> **Stated goal**
Locate each line in the records below that contains the string "layered", and copy every such line in full.

> **Record extracts**
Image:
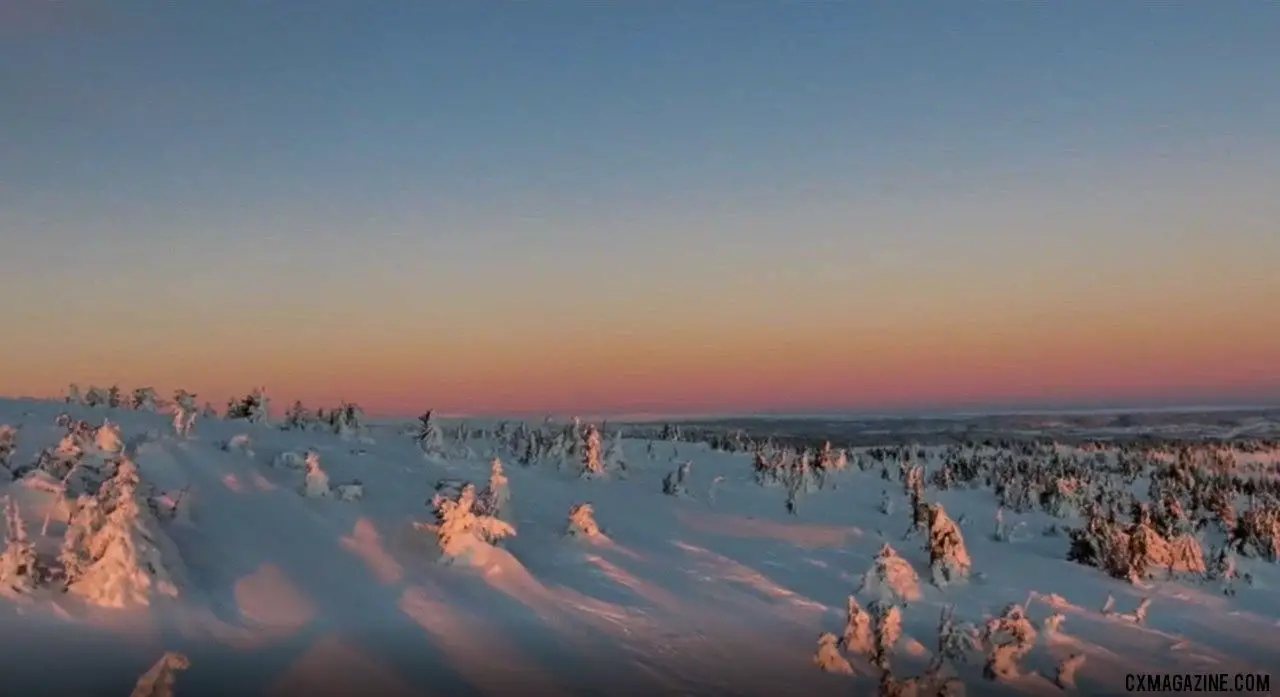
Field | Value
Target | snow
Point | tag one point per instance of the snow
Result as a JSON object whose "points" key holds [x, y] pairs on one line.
{"points": [[256, 583]]}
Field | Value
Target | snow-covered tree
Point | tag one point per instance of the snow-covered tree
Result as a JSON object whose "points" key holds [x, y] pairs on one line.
{"points": [[124, 560], [858, 637], [254, 407], [315, 485], [347, 420], [497, 496], [429, 436], [1008, 637], [144, 399], [675, 484], [82, 526], [19, 567], [888, 631], [949, 559], [828, 657], [891, 578], [240, 444], [108, 439], [1065, 677], [183, 413], [96, 397], [297, 417], [615, 457], [581, 522], [159, 681], [461, 531], [593, 461], [8, 445]]}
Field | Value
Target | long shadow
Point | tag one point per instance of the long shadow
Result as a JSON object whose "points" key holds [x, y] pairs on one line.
{"points": [[284, 535]]}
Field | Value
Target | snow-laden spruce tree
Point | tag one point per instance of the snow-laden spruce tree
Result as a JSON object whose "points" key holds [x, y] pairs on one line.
{"points": [[95, 397], [581, 523], [828, 657], [949, 559], [429, 436], [461, 531], [297, 417], [347, 421], [108, 439], [615, 457], [240, 444], [888, 632], [254, 407], [144, 399], [83, 522], [124, 565], [159, 681], [593, 459], [19, 567], [1008, 638], [315, 484], [891, 578], [1065, 677], [8, 445], [676, 484], [858, 637], [183, 413], [496, 498]]}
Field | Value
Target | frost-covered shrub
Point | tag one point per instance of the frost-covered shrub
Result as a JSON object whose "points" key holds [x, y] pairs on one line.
{"points": [[581, 522], [461, 531], [19, 567], [159, 681], [891, 578], [828, 657]]}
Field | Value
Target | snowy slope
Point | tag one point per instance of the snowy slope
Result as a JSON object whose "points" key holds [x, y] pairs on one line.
{"points": [[720, 594]]}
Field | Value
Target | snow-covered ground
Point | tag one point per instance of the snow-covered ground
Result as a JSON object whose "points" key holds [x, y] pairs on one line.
{"points": [[718, 591]]}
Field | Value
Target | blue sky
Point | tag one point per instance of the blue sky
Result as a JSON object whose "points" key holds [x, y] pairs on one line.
{"points": [[522, 140]]}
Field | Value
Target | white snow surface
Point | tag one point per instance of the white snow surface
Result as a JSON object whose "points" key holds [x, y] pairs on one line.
{"points": [[291, 595]]}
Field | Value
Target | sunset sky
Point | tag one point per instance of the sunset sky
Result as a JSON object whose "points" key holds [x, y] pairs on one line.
{"points": [[664, 206]]}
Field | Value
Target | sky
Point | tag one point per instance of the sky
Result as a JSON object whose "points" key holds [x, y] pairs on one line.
{"points": [[643, 206]]}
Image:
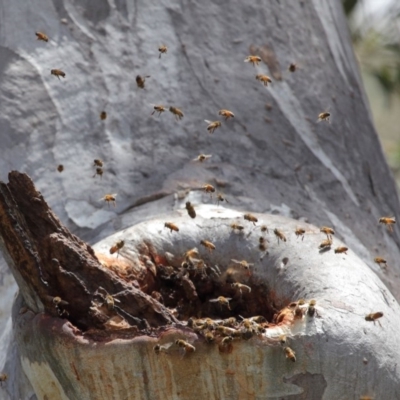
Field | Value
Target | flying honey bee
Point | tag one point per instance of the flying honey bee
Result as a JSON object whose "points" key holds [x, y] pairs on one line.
{"points": [[237, 227], [255, 60], [223, 301], [324, 116], [300, 232], [325, 244], [177, 112], [110, 198], [187, 347], [162, 50], [208, 245], [290, 354], [57, 73], [388, 221], [264, 79], [279, 235], [241, 287], [42, 36], [251, 218], [171, 226], [190, 209], [341, 249], [141, 80], [381, 261], [117, 246], [99, 171], [202, 157], [226, 113], [328, 231], [374, 316], [244, 264], [158, 108], [212, 125]]}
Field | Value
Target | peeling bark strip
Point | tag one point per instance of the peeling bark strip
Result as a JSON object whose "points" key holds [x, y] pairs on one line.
{"points": [[59, 273]]}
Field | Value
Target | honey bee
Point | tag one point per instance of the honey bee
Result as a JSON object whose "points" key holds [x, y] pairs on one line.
{"points": [[223, 301], [241, 287], [374, 316], [226, 113], [212, 125], [311, 311], [388, 221], [141, 80], [3, 378], [208, 245], [341, 249], [188, 348], [177, 112], [279, 235], [41, 36], [290, 354], [190, 209], [328, 231], [251, 218], [110, 198], [237, 227], [57, 73], [116, 247], [255, 60], [300, 232], [163, 50], [380, 260], [202, 157], [264, 79], [158, 108], [244, 264], [325, 244], [99, 171], [324, 116]]}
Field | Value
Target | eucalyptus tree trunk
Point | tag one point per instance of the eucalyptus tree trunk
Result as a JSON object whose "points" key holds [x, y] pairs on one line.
{"points": [[271, 158]]}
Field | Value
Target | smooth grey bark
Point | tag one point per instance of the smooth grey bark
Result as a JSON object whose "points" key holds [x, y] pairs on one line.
{"points": [[268, 159]]}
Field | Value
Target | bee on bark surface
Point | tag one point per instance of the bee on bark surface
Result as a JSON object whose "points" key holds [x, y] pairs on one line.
{"points": [[328, 231], [162, 50], [140, 81], [110, 198], [116, 247], [388, 221], [190, 209], [264, 79], [279, 235], [341, 249], [208, 245], [171, 226], [290, 354], [251, 218], [177, 112], [42, 36], [255, 60], [57, 73], [202, 157], [212, 125], [226, 113], [381, 261]]}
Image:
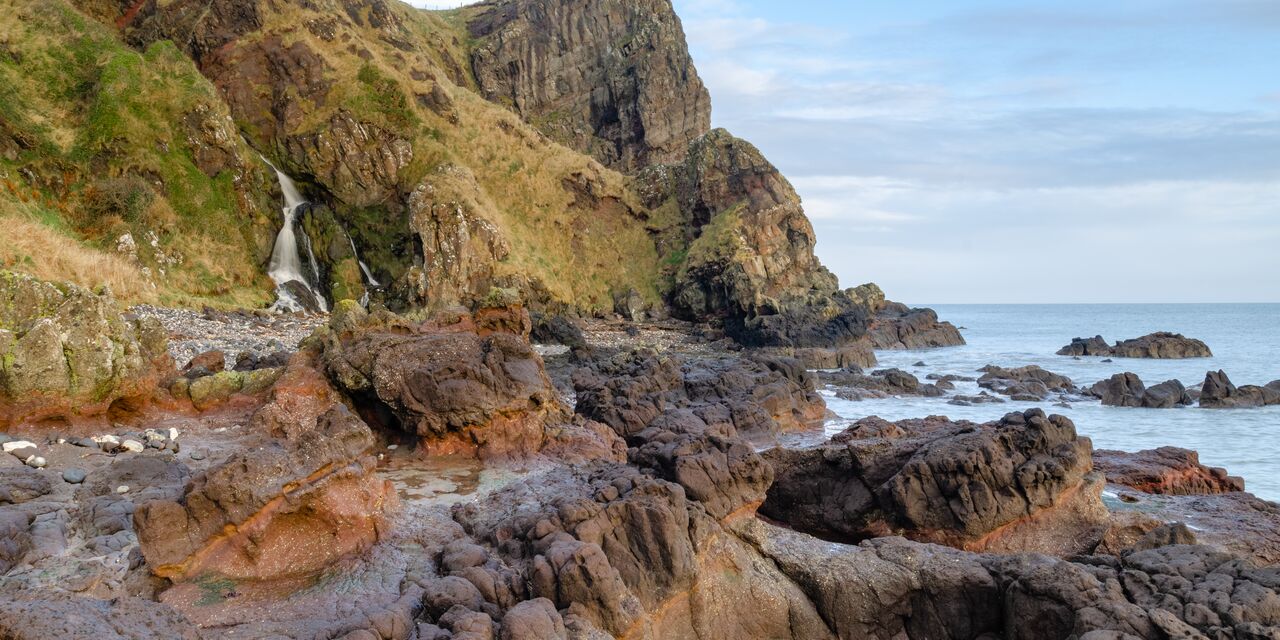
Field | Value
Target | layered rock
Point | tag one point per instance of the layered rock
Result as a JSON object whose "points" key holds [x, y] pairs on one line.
{"points": [[1161, 344], [886, 383], [635, 391], [1166, 471], [612, 80], [1020, 484], [1217, 392], [1027, 383], [1128, 391], [897, 327], [288, 508], [743, 248], [67, 352]]}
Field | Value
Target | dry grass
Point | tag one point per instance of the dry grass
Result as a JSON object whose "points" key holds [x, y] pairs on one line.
{"points": [[50, 255]]}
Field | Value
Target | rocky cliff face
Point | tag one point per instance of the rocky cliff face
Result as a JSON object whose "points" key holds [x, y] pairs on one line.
{"points": [[609, 78]]}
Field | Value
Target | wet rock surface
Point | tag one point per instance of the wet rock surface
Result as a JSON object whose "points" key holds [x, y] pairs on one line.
{"points": [[1217, 392], [1161, 344], [1020, 484]]}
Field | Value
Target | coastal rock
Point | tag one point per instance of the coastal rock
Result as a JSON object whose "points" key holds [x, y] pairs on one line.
{"points": [[1127, 391], [1217, 392], [1161, 344], [67, 352], [748, 250], [1020, 484], [897, 327], [1025, 383], [611, 80], [1168, 470], [762, 396], [885, 383], [282, 510]]}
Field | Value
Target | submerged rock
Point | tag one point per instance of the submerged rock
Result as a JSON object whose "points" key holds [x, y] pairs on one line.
{"points": [[1161, 344], [1016, 485]]}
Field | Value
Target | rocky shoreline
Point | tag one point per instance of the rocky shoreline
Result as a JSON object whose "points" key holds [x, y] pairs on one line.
{"points": [[648, 481]]}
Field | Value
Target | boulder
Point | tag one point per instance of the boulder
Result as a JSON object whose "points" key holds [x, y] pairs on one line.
{"points": [[1217, 392], [1025, 383], [287, 508], [1161, 344], [1168, 470], [897, 327], [1020, 484], [612, 80], [68, 352]]}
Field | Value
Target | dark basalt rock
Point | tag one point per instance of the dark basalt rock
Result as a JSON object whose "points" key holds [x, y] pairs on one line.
{"points": [[753, 396], [1127, 391], [1028, 382], [896, 327], [954, 483], [1166, 470], [1161, 344], [880, 384], [1217, 392]]}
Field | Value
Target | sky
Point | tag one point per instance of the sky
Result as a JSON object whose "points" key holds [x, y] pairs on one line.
{"points": [[1011, 151]]}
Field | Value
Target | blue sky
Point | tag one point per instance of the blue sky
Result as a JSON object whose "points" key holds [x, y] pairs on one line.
{"points": [[1000, 151]]}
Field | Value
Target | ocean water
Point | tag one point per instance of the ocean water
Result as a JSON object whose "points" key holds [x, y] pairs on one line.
{"points": [[1244, 339]]}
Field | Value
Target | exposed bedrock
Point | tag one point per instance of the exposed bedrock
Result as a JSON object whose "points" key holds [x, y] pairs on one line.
{"points": [[287, 508], [885, 383], [1161, 344], [469, 384], [1027, 383], [638, 389], [897, 327], [612, 80], [1217, 392], [1166, 470], [67, 352], [1023, 483], [1128, 391]]}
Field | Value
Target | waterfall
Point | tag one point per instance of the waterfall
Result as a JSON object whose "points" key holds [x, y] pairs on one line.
{"points": [[286, 260]]}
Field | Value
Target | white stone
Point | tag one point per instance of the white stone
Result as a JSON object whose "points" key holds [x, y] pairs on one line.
{"points": [[9, 447]]}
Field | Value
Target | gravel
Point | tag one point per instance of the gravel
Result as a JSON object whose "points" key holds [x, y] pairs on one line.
{"points": [[192, 333]]}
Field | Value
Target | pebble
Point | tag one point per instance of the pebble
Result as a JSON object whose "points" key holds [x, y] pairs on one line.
{"points": [[12, 446]]}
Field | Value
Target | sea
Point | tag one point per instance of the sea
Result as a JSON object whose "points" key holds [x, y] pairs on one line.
{"points": [[1244, 341]]}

> **Answer to the exercise**
Target | layered rock
Point | tag one point per instance of the layered rock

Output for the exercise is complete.